Extracted data entries
▬▬▬▬▬▬▬▬▬▬
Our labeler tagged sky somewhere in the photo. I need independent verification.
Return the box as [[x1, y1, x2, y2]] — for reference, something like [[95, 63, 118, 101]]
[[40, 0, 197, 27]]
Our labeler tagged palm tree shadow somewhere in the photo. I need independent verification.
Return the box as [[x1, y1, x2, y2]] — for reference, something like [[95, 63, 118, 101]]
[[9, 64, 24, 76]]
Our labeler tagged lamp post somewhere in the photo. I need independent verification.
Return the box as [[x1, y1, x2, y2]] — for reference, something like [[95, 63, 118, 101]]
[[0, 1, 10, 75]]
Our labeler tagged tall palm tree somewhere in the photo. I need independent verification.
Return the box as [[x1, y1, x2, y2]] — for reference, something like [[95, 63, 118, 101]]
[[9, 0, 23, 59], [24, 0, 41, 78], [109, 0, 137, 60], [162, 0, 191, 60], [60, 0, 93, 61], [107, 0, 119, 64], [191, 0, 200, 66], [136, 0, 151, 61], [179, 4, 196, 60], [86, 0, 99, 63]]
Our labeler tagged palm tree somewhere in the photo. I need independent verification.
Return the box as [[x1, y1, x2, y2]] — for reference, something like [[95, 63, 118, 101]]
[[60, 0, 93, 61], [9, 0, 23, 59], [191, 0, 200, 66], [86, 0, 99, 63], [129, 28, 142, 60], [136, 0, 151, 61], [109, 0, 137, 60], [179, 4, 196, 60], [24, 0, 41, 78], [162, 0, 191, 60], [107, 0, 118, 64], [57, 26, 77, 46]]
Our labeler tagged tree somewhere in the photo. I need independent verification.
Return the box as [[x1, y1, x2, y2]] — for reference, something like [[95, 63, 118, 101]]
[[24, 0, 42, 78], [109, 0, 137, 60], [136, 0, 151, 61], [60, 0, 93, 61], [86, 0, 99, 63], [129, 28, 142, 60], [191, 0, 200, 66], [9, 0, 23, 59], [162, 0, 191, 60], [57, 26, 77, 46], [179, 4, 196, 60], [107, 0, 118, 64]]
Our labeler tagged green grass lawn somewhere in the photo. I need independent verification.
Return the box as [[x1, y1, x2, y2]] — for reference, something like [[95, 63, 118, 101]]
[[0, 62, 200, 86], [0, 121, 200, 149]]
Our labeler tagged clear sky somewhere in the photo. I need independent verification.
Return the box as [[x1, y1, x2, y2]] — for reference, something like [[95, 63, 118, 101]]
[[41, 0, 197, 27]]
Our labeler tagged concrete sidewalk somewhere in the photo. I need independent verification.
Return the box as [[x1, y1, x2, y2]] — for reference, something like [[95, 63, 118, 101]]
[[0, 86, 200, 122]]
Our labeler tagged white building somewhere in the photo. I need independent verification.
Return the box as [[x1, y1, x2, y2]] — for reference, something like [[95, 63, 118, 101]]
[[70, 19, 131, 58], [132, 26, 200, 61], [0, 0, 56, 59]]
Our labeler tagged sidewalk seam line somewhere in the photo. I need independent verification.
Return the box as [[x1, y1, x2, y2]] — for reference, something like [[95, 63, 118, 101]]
▬▬▬▬▬▬▬▬▬▬
§ **Activity**: Retype the entries in full. Keep every line identical.

§ **Answer to this exercise**:
Our labeler tagged sky somewhere in the photo. I need independent verification.
Return the box as [[x1, y1, x2, y2]] — for reference, something like [[95, 63, 118, 101]]
[[40, 0, 197, 27]]
Our labeler tagged palm tree shadow somewhere in the photo. I need independent verification.
Return the box as [[x1, y1, x2, y2]] — for reference, something like [[95, 63, 118, 101]]
[[9, 64, 24, 76]]
Our labeler tagged lamp post somewhere in the photo. I need independent verification.
Return the box as [[x1, y1, x2, y2]] — for reference, something like [[95, 63, 118, 101]]
[[0, 1, 10, 75]]
Our labeler tagged tall palm tree somewhere in the photo. I need independent verification.
Return the box as [[x1, y1, x2, y2]] — for reference, something like [[95, 63, 118, 101]]
[[9, 0, 23, 59], [24, 0, 41, 78], [109, 0, 137, 60], [162, 0, 191, 60], [60, 0, 93, 61], [107, 0, 119, 64], [191, 0, 200, 66], [136, 0, 151, 61], [179, 4, 196, 60], [86, 0, 99, 63]]
Our labeler tagged palm tree somewhere in the photo. I need independent verification.
Return the box as [[x1, y1, x2, y2]] — for reference, something like [[95, 63, 118, 101]]
[[60, 0, 93, 61], [9, 0, 23, 59], [191, 0, 200, 66], [86, 0, 99, 63], [129, 28, 142, 60], [136, 0, 151, 61], [109, 0, 137, 60], [179, 4, 196, 60], [24, 0, 41, 78], [162, 0, 191, 60], [107, 0, 118, 64], [57, 26, 77, 46]]
Our labeler tagged tree somewhere in the photo. I need independent verification.
Return the box as [[x1, y1, x2, y2]] — for reference, something like [[95, 63, 118, 101]]
[[24, 0, 42, 78], [109, 0, 137, 60], [136, 0, 151, 61], [60, 0, 93, 61], [86, 0, 99, 63], [129, 28, 142, 60], [191, 0, 200, 66], [9, 0, 23, 59], [162, 0, 191, 60], [57, 26, 77, 46], [179, 4, 196, 60], [107, 0, 118, 64]]
Our labeler tagged green grass lawn somewhere in the photo. I need independent verification.
Return the box as [[x1, y1, x2, y2]] — for reference, something like [[95, 63, 118, 101]]
[[0, 62, 200, 86], [0, 121, 200, 149]]
Our labeler tagged clear sky somewhere in the photo. I need independent verification.
Return the box as [[x1, y1, x2, y2]] — for reference, something like [[95, 63, 118, 101]]
[[41, 0, 197, 27]]
Our labeler tagged concrete sidewalk somewhere in the photo. I need independent verification.
Return the box as [[x1, y1, x2, y2]] — for reference, something like [[95, 63, 118, 101]]
[[0, 86, 200, 122]]
Our labeler tagged white building somewhere in the photo. I need independent verification.
Return the box as [[x1, y1, x2, y2]] — for reference, something like [[95, 63, 118, 101]]
[[70, 19, 131, 58], [132, 26, 200, 61], [0, 0, 56, 59]]
Our labeler tagged sidewalk seam line somewhere in the photo. I need independent verification.
Return the box as [[x1, y1, x2, y2]] — for reference, something like [[95, 63, 118, 101]]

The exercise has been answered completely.